Source records:

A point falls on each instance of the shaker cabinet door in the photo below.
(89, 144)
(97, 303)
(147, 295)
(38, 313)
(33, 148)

---

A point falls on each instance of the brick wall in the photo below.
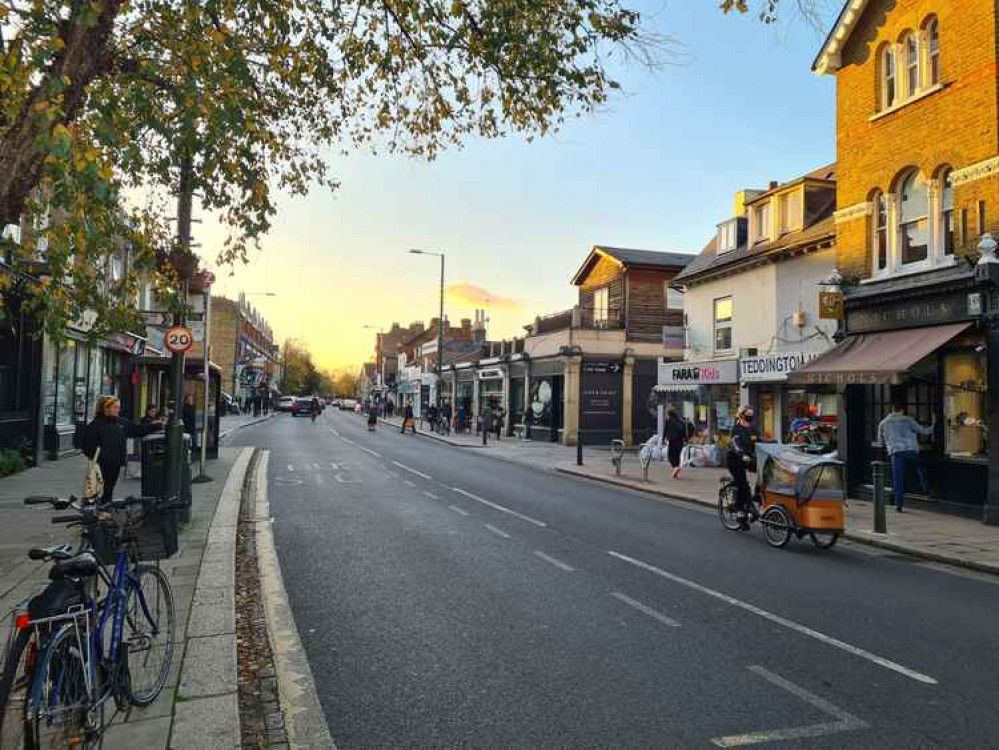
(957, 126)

...

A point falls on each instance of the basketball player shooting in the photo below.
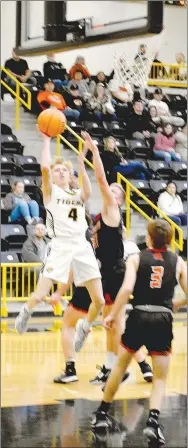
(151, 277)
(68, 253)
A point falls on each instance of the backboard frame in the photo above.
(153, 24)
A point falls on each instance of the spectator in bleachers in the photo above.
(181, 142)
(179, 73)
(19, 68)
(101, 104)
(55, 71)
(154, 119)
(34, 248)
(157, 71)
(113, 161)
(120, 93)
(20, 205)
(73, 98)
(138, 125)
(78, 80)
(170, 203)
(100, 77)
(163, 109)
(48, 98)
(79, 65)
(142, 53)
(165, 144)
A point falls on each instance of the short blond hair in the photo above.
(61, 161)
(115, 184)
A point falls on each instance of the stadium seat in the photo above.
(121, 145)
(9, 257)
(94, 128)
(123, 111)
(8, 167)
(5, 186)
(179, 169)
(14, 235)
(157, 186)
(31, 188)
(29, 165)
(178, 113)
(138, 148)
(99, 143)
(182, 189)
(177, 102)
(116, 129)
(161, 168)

What to produce: Pull out each line of the preceding items that contains the word "above". Treat uppercase and lowercase letters as different.

Task response:
A point falls on each instance of the backboard frame in the photo above.
A point falls on each instance of the spectator in bleachers in the photo above.
A point falls on each instance of the short blond hair in the photo above.
A point falls on each instance of the stadium seat in the photo above.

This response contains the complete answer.